— start of Data records —
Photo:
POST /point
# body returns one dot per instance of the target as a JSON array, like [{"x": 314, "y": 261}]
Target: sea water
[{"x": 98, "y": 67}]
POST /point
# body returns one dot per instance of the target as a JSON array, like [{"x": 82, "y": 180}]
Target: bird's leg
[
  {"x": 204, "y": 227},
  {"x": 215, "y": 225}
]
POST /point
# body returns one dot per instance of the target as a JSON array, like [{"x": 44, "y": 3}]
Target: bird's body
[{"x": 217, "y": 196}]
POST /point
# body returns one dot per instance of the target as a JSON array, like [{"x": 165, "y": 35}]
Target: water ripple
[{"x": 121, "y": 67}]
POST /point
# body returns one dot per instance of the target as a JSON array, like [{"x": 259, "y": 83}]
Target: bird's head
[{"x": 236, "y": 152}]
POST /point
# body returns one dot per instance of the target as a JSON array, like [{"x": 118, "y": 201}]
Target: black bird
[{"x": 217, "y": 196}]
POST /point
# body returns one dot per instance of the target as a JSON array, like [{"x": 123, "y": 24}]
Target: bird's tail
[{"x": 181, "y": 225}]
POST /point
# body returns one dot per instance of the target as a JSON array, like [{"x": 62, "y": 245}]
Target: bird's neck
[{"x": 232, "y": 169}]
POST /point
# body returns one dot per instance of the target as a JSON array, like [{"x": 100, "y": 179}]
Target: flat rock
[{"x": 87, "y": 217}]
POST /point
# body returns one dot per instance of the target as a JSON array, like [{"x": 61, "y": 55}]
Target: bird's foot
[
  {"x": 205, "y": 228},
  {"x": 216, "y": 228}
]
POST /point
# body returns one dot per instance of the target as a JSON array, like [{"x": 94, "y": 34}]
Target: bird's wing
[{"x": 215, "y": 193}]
— end of Data records —
* [Work to do]:
Retype all of the material above with every character intact.

* [Complete response]:
Photo:
POST /point
# body returns one dot per instance of the target as a JSON array, like [{"x": 314, "y": 261}]
Target: sea water
[{"x": 98, "y": 67}]
POST /point
# body returns one dot per instance of the target as a JSON array, like [{"x": 82, "y": 180}]
Target: bird's leg
[
  {"x": 204, "y": 227},
  {"x": 215, "y": 225}
]
POST /point
# body returns one dot per instance of the target as a JSON array, like [{"x": 44, "y": 3}]
Target: bird's body
[{"x": 217, "y": 196}]
POST /point
# body returns one dot per instance of the target as a JSON array, like [{"x": 165, "y": 35}]
Target: water ripple
[{"x": 121, "y": 67}]
POST /point
# body returns one dot per instance of the target as a JSON array, like [{"x": 259, "y": 83}]
Target: bird's head
[{"x": 236, "y": 152}]
POST /point
# body returns one dot per instance of the target as a JSON array, like [{"x": 118, "y": 201}]
Target: black bird
[{"x": 217, "y": 196}]
POST /point
# body returns one dot per instance of the target as a JSON array, like [{"x": 123, "y": 24}]
Target: bird's tail
[{"x": 181, "y": 225}]
POST /point
# body returns one dot per instance of the target as a JSON array, like [{"x": 62, "y": 245}]
Target: bird's neck
[{"x": 232, "y": 169}]
POST /point
# body returns one dot per instance of the target as a JSON array, like [{"x": 100, "y": 179}]
Target: flat rock
[{"x": 87, "y": 217}]
POST /point
# body returns one dot per instance of the target as a JSON array, like [{"x": 61, "y": 55}]
Target: bird's foot
[
  {"x": 205, "y": 228},
  {"x": 216, "y": 228}
]
POST /point
# body returns one dot per instance of the target as a JSON array, like [{"x": 94, "y": 34}]
Target: bird's wing
[{"x": 215, "y": 193}]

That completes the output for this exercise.